Format every line of the material below as a Markdown table with the columns "Row" and "Material line," numbering the rows in order and skipping blank lines. Omit the pictures from your answer.

[Material from a data collection]

--------------------------------------------------

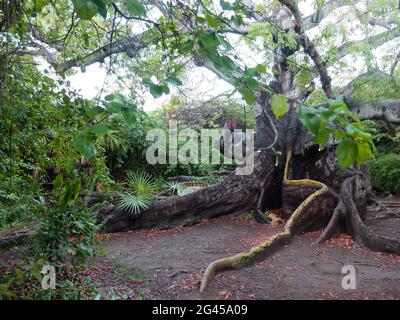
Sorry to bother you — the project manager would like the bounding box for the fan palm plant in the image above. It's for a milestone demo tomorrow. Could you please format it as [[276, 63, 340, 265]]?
[[118, 171, 158, 214]]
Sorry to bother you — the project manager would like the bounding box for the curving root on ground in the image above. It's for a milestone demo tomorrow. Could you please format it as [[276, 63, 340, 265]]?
[[200, 151, 400, 292], [200, 152, 331, 292]]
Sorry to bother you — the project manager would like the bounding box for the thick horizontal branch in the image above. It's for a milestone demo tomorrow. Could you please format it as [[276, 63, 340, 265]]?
[[336, 28, 400, 60], [55, 29, 153, 72], [345, 98, 400, 124], [304, 0, 349, 30]]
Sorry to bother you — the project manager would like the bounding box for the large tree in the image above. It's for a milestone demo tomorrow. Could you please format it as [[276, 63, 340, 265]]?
[[0, 0, 400, 290]]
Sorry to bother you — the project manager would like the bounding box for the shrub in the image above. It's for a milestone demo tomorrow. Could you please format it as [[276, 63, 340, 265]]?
[[370, 153, 400, 194]]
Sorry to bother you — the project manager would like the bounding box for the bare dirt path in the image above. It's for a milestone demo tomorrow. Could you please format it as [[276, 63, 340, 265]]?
[[91, 200, 400, 299]]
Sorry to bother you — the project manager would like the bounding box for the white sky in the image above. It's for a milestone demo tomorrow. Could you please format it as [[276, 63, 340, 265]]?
[[65, 0, 396, 111]]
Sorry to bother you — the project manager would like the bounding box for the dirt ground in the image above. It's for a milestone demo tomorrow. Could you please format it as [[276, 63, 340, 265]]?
[[89, 199, 400, 299]]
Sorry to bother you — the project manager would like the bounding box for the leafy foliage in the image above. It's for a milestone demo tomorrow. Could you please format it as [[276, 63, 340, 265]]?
[[118, 171, 159, 214], [299, 100, 376, 168], [370, 153, 400, 194]]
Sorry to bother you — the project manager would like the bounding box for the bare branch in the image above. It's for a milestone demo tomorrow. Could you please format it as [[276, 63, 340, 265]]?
[[279, 0, 333, 98], [337, 28, 400, 60], [345, 98, 400, 124], [304, 0, 349, 30]]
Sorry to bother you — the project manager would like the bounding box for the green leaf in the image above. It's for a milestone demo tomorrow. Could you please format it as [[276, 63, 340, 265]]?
[[126, 0, 146, 17], [86, 107, 104, 117], [74, 133, 96, 159], [357, 142, 374, 163], [181, 39, 194, 53], [104, 94, 115, 101], [206, 14, 218, 28], [161, 84, 169, 94], [199, 32, 220, 51], [219, 0, 235, 10], [318, 107, 336, 123], [244, 78, 258, 90], [314, 128, 332, 149], [122, 109, 136, 125], [336, 139, 358, 168], [256, 64, 267, 73], [104, 101, 123, 113], [93, 0, 107, 19], [72, 0, 99, 20], [86, 123, 108, 134], [165, 76, 182, 86], [150, 84, 164, 98], [271, 93, 288, 119], [240, 89, 256, 105]]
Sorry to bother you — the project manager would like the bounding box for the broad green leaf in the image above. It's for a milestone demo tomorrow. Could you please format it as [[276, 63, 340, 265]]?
[[199, 31, 220, 51], [271, 93, 288, 119], [126, 0, 146, 17], [219, 0, 235, 10], [240, 89, 256, 105], [256, 64, 267, 73], [181, 39, 194, 53], [150, 84, 164, 98], [207, 14, 218, 28], [104, 94, 115, 101], [86, 107, 104, 117], [72, 0, 99, 20], [104, 101, 123, 113], [336, 139, 358, 168], [244, 78, 258, 90], [122, 108, 136, 125], [86, 123, 108, 134], [165, 76, 182, 86], [93, 0, 107, 19], [357, 142, 374, 163], [161, 84, 169, 94]]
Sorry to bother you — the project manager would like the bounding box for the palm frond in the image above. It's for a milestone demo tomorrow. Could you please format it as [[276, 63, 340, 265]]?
[[117, 193, 151, 214], [127, 171, 158, 197]]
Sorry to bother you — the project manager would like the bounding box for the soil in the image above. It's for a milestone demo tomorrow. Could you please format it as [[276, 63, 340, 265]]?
[[88, 198, 400, 299]]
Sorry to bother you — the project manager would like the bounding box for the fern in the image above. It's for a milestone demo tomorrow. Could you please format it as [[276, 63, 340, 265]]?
[[128, 171, 159, 197], [370, 154, 400, 194], [118, 171, 159, 214], [118, 193, 151, 214]]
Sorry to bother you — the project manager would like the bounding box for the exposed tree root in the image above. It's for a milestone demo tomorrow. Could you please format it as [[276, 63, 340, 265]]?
[[200, 152, 330, 292], [340, 176, 400, 255]]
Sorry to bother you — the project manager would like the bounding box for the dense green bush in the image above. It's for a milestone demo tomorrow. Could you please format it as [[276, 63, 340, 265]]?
[[370, 153, 400, 194]]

--------------------------------------------------

» Full solution
| Row | Material line |
|---|---|
| 1 | Sorry to bother you — the project manager would like the bounding box for the fan palm plant in the image above. It's for a milestone demo tomorrow. Could you please format it as [[276, 63, 340, 265]]? |
| 2 | [[118, 171, 158, 214]] |
| 3 | Sorry to bother you — the project manager would like the bounding box for the curving root on ground in the image above. It's for a milestone demo tomorrow. Could you please format it as [[276, 63, 340, 265]]? |
| 4 | [[200, 151, 400, 292], [200, 152, 331, 292]] |
| 5 | Sorry to bother you — the project manager would like the bounding box for the thick horizontal branch in the image above. It's for a milestone demo tomorrow. Could you please format it as [[276, 63, 340, 265]]? |
| 6 | [[336, 28, 400, 60], [55, 29, 153, 72], [345, 98, 400, 124], [304, 0, 349, 30]] |
| 7 | Sorry to bother you — the project manager would like the bounding box for the large tree in the image above. It's for a milestone demo tomorrow. Could you please format it as [[276, 63, 340, 265]]? |
| 8 | [[0, 0, 400, 290]] |
| 9 | Sorry to bother you — the project manager would like the bounding box for the shrub in the image above. It's for a milestone demo tomorrow. Could you please format it as [[276, 63, 340, 265]]? |
| 10 | [[370, 153, 400, 194]] |
| 11 | Sorry to bother you — the project manager would like the bounding box for the bare dirt path in the image above. It's for a milestone demo tomorrow. Could you please format it as [[276, 63, 340, 265]]? |
| 12 | [[91, 200, 400, 299]] |
| 13 | Sorry to bother you — the project manager would like the bounding box for the white sky in the image above. It's for a milestone demo tomorrow. Could you please format it as [[276, 63, 340, 265]]? |
| 14 | [[65, 0, 396, 111]] |
| 15 | Sorry to bother you — the project manager would like the bounding box for the dirt ground in the image above. It's for a milestone demo tomorrow. Could you please format it as [[276, 63, 340, 265]]? |
| 16 | [[89, 199, 400, 299]] |
| 17 | Sorry to bother you — the project manager would like the bounding box for the leafy foliage in the image above. It's for a milestone demo tomorrow. Could you please format it as [[276, 63, 340, 265]]? |
| 18 | [[118, 171, 159, 214], [299, 100, 376, 168], [370, 153, 400, 194]] |
| 19 | Sorry to bother you — the project manager would like the bounding box for the bare branch in the image above. It's for a milestone demo tomorrow. Could you please format it as [[276, 63, 340, 265]]? |
| 20 | [[279, 0, 333, 98], [337, 28, 400, 60], [345, 98, 400, 124], [304, 0, 349, 30]] |
| 21 | Sorry to bother you — the project manager would like the bounding box for the green leaf in the image above. It's for a milestone demo tomorrow. Could you please format it as [[276, 63, 340, 265]]? |
| 22 | [[126, 0, 146, 17], [86, 107, 104, 117], [74, 133, 96, 159], [357, 142, 374, 163], [181, 39, 194, 53], [104, 94, 115, 101], [206, 14, 218, 28], [161, 84, 169, 94], [199, 32, 220, 51], [219, 0, 235, 10], [318, 107, 336, 123], [244, 78, 258, 90], [314, 128, 332, 149], [122, 109, 136, 125], [336, 139, 358, 168], [256, 64, 267, 73], [104, 101, 123, 113], [93, 0, 107, 19], [72, 0, 99, 20], [86, 123, 108, 134], [165, 76, 182, 86], [150, 84, 164, 98], [271, 93, 288, 119], [240, 89, 256, 105]] |
| 23 | Sorry to bother you — the project manager would like the bounding box for the broad green leaf in the image above. It's for a milestone demo tomorrow. Could you please format it as [[276, 63, 340, 265]]? |
| 24 | [[199, 31, 220, 51], [271, 93, 288, 119], [126, 0, 146, 17], [219, 0, 235, 10], [240, 89, 256, 105], [256, 64, 267, 73], [181, 39, 194, 53], [150, 84, 164, 98], [207, 14, 218, 28], [104, 94, 115, 101], [86, 107, 104, 117], [72, 0, 99, 20], [104, 101, 123, 113], [336, 139, 358, 168], [244, 78, 258, 90], [122, 108, 136, 125], [86, 123, 108, 134], [165, 76, 182, 86], [93, 0, 107, 19], [357, 142, 374, 163], [161, 84, 169, 94]] |
| 25 | Sorry to bother you — the project manager would like the bounding box for the palm frond in the image above. It's for a milestone demo tomorrow. Could you please format it as [[276, 63, 340, 265]]? |
| 26 | [[117, 193, 151, 214], [127, 171, 158, 197]] |
| 27 | Sorry to bother you — the project manager would like the bounding box for the soil in the image above. It's for a milestone demo tomorrow. Could you please format it as [[276, 63, 340, 265]]? |
| 28 | [[88, 198, 400, 299]] |
| 29 | Sorry to bother you — the project manager would like the bounding box for the fern in the image above. It's for a milestone demo tomorrow. Could you please format it as [[276, 63, 340, 265]]? |
| 30 | [[128, 171, 159, 197], [370, 154, 400, 194], [118, 171, 159, 214], [118, 193, 151, 214]] |
| 31 | Sorry to bother you — the project manager would like the bounding box for the exposed tree root in the image above. It's for a milestone demo tomorrow. Could you please format it as [[276, 63, 340, 265]]? |
| 32 | [[200, 152, 330, 292], [340, 176, 400, 255]] |
| 33 | Sorry to bother you — the project manager would like the bounding box for the dense green bush in the image above. It's for a milestone demo tomorrow. Could you please format it as [[276, 63, 340, 265]]? |
| 34 | [[370, 153, 400, 194]] |